:: DATASET ::
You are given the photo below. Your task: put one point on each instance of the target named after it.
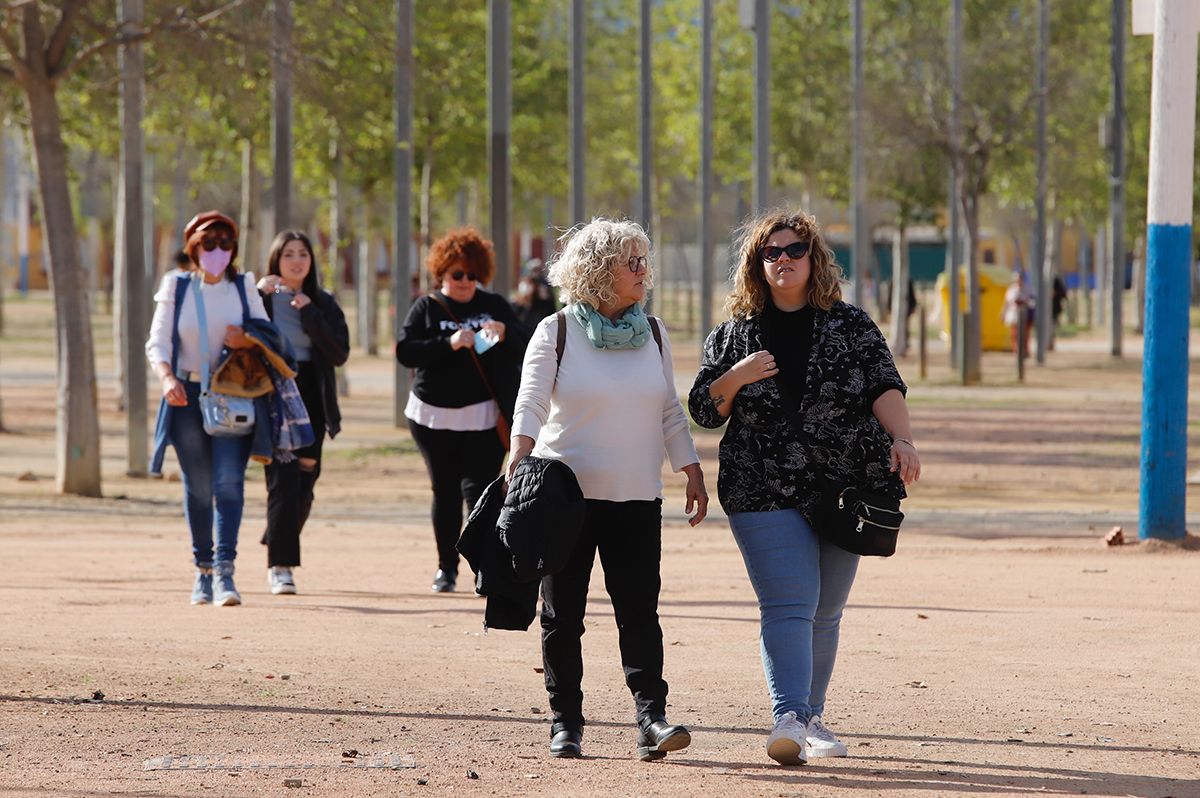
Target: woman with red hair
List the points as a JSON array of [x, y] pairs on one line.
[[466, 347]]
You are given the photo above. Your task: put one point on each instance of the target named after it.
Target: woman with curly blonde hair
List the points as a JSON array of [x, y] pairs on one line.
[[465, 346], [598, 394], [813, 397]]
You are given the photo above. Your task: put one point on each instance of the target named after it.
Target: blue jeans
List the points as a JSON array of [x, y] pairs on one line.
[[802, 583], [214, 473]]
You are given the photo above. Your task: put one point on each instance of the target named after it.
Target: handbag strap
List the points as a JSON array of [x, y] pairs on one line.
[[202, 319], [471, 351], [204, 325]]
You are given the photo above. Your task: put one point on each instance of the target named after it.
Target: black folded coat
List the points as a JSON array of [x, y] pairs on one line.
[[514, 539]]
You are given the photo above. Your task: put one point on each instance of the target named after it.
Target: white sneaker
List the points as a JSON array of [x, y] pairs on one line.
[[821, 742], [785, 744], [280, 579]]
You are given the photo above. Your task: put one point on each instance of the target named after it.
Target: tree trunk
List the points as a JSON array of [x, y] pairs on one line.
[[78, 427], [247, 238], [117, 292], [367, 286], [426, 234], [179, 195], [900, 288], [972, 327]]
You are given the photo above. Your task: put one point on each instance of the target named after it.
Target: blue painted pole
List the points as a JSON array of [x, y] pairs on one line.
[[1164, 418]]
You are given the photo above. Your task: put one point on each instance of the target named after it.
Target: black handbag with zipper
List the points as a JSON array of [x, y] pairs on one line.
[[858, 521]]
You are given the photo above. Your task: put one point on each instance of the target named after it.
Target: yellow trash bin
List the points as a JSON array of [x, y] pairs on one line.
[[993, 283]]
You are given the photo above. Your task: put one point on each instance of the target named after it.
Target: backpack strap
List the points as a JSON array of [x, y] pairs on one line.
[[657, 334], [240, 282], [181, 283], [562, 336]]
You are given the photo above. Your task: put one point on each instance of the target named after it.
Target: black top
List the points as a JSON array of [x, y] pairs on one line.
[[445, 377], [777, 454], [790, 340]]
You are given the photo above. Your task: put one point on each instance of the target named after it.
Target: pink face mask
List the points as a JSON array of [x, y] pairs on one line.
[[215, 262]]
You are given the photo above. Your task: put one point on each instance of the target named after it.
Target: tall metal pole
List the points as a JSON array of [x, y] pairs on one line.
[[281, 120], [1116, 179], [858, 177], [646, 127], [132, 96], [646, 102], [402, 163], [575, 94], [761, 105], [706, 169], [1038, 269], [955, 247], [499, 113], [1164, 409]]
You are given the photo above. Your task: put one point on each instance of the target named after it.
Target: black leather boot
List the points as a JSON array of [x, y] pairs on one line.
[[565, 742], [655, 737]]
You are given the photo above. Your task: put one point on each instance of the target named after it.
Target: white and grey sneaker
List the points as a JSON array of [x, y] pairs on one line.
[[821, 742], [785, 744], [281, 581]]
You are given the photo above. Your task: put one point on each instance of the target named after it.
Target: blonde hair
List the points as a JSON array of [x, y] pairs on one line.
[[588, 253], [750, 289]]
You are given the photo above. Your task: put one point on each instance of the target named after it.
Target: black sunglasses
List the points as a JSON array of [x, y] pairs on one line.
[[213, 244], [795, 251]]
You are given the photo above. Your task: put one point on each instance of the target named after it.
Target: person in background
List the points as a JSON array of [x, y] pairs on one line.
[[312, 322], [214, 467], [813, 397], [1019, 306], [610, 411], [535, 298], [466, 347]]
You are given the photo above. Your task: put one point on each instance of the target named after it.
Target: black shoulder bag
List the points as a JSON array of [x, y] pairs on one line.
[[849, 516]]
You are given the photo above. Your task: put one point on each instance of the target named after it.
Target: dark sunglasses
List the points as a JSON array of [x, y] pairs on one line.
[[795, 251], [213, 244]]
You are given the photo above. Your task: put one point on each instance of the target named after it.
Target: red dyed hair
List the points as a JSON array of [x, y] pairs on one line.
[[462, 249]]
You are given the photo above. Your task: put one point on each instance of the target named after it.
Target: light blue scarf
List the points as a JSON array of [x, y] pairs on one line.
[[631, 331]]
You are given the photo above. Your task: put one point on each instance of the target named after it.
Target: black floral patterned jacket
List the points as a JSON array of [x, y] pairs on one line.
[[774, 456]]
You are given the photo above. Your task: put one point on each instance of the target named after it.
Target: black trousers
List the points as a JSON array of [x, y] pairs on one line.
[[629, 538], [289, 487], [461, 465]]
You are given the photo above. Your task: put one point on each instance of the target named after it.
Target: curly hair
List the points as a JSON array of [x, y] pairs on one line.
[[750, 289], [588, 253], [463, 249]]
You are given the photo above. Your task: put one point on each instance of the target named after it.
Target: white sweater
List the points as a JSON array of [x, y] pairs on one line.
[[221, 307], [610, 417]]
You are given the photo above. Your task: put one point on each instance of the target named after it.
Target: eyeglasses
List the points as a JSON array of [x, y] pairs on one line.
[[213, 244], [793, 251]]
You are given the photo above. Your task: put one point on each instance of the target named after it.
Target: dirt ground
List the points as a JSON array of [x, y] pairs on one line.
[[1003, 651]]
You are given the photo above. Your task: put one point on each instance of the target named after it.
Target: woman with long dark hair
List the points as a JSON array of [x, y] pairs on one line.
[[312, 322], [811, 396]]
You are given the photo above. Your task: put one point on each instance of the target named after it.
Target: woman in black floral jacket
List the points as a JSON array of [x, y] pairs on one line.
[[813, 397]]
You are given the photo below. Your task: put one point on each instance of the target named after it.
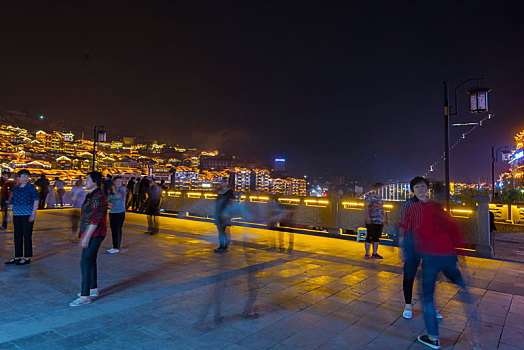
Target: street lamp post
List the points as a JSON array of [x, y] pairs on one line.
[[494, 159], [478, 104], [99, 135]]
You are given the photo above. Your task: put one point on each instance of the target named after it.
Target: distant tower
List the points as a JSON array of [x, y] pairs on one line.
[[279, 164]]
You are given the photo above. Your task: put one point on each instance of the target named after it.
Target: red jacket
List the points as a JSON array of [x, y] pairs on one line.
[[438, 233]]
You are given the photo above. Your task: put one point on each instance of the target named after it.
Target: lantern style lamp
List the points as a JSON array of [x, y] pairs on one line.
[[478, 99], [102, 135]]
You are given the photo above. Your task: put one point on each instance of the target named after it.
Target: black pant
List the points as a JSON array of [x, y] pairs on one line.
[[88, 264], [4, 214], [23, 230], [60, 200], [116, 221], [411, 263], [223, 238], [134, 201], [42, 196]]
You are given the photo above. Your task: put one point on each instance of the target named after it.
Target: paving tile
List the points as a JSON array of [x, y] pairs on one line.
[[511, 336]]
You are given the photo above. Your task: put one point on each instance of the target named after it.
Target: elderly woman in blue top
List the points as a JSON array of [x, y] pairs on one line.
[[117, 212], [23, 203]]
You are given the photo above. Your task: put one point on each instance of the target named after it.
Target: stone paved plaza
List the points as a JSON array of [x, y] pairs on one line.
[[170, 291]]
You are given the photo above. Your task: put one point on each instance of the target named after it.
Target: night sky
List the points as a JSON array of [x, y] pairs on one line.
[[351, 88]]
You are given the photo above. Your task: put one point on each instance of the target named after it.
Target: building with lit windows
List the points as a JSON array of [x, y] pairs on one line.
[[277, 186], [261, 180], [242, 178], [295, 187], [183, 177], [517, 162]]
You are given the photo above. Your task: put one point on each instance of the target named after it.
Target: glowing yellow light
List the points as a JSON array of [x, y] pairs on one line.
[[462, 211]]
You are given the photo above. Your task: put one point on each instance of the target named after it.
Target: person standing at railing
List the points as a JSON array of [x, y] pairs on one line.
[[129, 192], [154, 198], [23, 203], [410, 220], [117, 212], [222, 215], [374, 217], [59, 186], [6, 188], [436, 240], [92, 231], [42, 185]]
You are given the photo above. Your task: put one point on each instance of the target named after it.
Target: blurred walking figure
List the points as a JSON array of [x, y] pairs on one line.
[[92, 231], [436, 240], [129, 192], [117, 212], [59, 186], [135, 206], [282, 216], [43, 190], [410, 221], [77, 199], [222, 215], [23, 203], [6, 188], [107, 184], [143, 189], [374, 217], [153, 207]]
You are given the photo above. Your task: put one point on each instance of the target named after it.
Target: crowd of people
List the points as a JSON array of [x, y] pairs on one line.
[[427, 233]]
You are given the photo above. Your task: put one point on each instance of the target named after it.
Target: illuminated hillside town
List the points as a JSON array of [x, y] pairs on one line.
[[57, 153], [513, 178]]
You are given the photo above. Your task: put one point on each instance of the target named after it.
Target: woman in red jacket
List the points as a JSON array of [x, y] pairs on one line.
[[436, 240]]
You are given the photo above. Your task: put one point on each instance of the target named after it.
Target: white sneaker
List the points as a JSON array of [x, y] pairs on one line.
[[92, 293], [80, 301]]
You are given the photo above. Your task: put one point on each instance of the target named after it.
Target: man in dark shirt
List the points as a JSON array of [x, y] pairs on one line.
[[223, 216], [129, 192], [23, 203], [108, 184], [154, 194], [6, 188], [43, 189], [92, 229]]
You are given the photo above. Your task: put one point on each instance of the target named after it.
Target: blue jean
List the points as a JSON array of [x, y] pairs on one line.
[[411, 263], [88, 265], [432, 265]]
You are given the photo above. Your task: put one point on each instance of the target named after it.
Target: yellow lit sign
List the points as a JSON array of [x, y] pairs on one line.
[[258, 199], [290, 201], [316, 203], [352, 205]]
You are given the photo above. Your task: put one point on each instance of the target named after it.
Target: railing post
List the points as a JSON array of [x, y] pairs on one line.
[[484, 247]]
:::
:: DATASET ::
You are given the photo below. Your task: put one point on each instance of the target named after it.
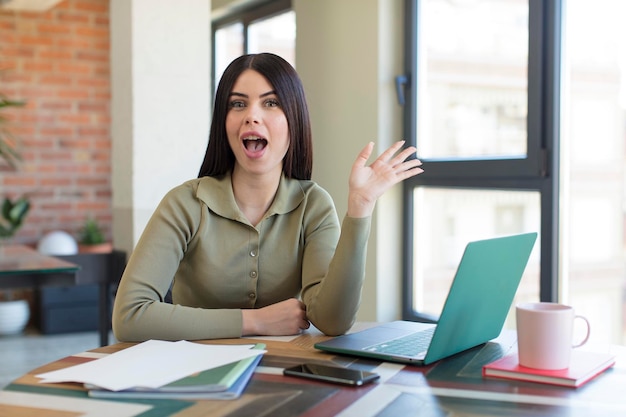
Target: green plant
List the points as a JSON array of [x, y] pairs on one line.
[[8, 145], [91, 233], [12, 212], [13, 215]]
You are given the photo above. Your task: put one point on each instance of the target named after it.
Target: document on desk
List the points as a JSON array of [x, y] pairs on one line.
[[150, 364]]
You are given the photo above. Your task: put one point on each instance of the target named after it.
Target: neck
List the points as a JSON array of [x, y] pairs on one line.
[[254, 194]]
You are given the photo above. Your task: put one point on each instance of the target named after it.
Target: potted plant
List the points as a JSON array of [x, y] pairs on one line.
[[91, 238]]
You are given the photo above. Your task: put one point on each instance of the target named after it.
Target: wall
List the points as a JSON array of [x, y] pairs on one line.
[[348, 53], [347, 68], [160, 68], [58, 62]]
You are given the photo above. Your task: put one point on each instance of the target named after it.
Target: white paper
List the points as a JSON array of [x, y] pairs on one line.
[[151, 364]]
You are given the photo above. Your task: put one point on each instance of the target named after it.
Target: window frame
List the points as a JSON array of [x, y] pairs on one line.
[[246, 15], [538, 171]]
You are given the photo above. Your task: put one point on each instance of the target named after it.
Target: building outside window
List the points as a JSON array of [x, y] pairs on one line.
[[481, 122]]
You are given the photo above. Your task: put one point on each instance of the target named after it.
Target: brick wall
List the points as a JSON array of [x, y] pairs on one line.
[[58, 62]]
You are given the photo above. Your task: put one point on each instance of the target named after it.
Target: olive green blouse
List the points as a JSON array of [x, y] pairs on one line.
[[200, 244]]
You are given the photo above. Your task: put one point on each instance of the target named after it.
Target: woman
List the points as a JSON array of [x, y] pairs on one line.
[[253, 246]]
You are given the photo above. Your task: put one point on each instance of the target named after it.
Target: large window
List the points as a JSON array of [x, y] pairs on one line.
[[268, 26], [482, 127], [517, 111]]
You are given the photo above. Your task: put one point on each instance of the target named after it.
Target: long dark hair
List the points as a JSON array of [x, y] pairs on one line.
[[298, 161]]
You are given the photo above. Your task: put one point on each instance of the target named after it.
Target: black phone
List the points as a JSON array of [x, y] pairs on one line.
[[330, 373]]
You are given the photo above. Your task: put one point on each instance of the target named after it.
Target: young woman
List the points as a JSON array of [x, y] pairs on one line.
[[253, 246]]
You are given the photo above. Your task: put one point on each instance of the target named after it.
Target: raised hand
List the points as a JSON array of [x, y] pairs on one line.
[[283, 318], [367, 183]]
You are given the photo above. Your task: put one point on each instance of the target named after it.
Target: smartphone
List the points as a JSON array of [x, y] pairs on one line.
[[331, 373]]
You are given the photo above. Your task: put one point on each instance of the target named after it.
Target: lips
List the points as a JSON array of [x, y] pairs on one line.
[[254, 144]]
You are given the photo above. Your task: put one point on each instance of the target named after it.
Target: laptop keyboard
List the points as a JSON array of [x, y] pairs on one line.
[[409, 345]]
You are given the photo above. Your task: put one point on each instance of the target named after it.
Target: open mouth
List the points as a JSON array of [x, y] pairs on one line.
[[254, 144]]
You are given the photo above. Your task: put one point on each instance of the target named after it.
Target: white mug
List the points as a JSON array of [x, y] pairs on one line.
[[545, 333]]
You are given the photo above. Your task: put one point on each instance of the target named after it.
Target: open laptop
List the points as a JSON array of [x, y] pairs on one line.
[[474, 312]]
:::
WHAT THIS TASK INVOLVES ▸ Identify each of the lines above that contains the string "blue", treating uppercase and lowercase letters as distinct, and copy those lines.

SOLUTION FOR THIS TASK ▸
Target: blue jeans
Target: blue painted pole
Target: light blue scarf
Target: elderly woman in blue top
Target: blue jean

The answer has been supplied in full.